Frederic Jameson, in his book Archeologies of the Future makes the point that the fantasy genre tended to be conservative in its themes and sentiment, while science fiction almost had to be utopian because instead of reconstructing the past into new forms (like fantasy does) science fiction requires a recreation of our potentials. (I am simplifying his point of course.)  For instance, Tolkien conjured an idealized mythical past, while Martin is doing the same to the high Middle Ages.  To make a more specific point, hippies reading The Lord of the Rings perhaps failed to notice that the entire story involved the restoration of autocracy (“the return of the King”).  As Thomas Paine would remind us, the restoration of a monarchy by a good king is one thing, but as his children would likely be losers and genetic degenerates.  One could go beyond that and see the restoration of normalcy after the destruction of “the One Ring”  as an ending of a Promethean spirit, suggested in Sauron’s effort to use craft to overcome the limitations of nature.

■ MATERIAL SUPPLIED:
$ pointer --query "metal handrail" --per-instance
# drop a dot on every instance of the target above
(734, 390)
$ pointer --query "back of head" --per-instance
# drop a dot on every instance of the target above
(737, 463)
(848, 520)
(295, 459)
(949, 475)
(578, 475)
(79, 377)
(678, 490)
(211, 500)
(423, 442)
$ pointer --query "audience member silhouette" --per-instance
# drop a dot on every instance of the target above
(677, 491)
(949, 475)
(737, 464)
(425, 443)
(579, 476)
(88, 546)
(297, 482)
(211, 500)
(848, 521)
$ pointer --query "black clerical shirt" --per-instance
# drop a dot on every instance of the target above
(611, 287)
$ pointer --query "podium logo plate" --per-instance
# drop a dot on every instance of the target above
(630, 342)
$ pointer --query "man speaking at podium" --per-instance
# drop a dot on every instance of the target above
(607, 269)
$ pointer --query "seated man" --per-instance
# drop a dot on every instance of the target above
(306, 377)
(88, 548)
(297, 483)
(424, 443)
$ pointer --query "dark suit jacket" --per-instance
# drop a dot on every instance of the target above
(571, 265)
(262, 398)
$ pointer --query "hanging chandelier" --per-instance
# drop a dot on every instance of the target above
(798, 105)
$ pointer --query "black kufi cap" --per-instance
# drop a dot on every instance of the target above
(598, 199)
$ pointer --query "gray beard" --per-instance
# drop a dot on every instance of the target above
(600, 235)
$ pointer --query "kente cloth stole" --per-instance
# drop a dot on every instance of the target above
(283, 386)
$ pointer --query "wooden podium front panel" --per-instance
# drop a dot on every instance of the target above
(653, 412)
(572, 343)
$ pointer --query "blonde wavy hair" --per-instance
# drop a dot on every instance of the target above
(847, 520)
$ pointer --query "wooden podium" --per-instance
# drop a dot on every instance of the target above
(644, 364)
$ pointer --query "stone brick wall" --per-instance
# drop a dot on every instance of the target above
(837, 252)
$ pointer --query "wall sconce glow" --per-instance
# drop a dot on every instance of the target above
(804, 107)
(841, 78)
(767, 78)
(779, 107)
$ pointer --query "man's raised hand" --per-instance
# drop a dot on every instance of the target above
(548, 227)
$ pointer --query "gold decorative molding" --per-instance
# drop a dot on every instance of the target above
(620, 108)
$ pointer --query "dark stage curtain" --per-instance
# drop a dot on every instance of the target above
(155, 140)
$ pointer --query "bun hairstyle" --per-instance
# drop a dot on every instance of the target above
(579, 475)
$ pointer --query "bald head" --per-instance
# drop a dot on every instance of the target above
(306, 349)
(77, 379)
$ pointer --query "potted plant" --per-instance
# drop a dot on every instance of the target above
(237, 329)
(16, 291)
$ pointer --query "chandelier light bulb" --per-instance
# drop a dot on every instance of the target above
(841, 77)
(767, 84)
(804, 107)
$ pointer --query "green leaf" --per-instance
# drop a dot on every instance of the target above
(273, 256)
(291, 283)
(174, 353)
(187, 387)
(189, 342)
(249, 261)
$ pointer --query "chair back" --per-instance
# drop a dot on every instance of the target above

...

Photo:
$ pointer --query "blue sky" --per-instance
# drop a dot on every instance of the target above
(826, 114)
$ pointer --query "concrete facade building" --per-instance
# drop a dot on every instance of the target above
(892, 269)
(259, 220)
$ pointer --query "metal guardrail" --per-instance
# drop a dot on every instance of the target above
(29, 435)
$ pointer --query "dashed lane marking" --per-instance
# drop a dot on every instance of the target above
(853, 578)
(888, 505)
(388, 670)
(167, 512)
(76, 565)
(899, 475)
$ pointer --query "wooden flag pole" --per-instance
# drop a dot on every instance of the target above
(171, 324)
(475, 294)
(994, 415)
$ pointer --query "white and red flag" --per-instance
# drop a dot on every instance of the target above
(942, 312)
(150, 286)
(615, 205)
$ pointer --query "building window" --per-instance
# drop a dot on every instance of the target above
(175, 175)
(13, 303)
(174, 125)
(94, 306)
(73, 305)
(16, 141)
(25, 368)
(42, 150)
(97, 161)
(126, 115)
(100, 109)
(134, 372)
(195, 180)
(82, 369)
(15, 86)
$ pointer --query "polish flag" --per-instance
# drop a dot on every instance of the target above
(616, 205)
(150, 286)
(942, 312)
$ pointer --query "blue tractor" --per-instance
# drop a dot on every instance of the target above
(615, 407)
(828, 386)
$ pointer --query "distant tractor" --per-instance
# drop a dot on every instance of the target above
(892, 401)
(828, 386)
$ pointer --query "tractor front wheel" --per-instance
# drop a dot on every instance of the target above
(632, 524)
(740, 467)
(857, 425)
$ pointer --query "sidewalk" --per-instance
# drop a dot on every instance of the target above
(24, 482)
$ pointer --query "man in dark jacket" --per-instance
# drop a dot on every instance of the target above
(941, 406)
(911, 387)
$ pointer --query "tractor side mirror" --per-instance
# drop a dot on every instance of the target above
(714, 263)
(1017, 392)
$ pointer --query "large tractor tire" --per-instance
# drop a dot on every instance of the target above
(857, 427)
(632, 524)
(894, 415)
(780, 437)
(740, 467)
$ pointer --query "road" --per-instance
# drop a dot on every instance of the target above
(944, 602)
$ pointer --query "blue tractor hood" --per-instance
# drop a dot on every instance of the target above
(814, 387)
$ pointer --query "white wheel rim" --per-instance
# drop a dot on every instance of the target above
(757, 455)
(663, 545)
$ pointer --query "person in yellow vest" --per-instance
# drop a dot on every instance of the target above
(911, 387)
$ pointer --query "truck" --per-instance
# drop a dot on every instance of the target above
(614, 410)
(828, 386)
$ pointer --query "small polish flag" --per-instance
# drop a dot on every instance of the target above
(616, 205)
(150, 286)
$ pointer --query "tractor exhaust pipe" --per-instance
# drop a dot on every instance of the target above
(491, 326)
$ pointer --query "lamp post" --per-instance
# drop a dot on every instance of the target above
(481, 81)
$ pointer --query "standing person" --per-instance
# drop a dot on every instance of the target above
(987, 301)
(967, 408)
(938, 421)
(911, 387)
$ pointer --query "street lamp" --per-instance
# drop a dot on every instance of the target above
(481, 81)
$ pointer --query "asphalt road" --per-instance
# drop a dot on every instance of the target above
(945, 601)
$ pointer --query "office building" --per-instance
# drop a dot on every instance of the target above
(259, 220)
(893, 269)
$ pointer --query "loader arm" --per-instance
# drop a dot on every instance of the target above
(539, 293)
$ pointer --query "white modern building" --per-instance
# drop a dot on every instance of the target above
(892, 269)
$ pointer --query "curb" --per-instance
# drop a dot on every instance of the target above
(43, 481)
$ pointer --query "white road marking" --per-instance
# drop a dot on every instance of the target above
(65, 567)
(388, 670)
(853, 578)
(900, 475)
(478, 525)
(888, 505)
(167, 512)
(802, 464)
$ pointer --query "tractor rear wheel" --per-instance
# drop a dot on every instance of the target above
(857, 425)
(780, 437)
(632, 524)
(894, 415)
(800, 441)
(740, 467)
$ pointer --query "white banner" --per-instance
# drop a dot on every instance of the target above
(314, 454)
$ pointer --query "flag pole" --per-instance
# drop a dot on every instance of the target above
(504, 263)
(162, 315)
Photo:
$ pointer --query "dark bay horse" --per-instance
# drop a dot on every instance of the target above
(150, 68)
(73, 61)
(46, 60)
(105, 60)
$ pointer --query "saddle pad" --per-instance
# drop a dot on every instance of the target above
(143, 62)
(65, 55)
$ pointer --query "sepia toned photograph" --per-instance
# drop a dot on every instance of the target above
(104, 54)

■ PROBLEMS TO SOLVE:
1 - In the passage on fantasy and science fiction, what does science fiction require instead of reconstructing the past into new forms?
2 - Carry on the passage about fantasy and science fiction from its final sentence.

■ ANSWERS BY TASK:
1 - A recreation of our potentials.

2 -
Others have suggested that horror fiction may have all sorts of hidden class assumptions as well. Zombies are mindless consumers, or exploited workers and in these stories the heroes are inevitably Herculean figures attempting to tame a world gone mad.  See The Many-Headed Hydra for more on the class dimension of the Hercules myth. Vampires are the glorified elite, beautified and perpetual (much like how capitalists would like to see themselves).  This brings us to H. P. Lovecraft, one of the most important figures in modern American fantasy and horror writing.  It is rather banal to point out that Lovecraft was a conservative in every sense of the word. He idealized Europe, hated the cities, had strong racist tendencies, and feared threats to the social order.  I want to use these posts on Lovecraft (I plan on four or five) to investigate and understand the nature of his conservatism and see if there is any hope to applying Lovecraft’s writings in the age of Occupy.

The Library of America edition of Lovecraft’s writings came out in 2005. Since then the LOA has aggressively (and admirably) been expanding the canon to include science-fiction, supernatural fiction, and crime novels.  This particular collection brings together 28 stories from throughout his career, but the highlights are the longer works (really novellas) such as “The Case of Charles Dexter Ward” and “The Shadow over Innsmouth.” Everything essential is here and the works range throughout his different periods and fully describe his multiverse.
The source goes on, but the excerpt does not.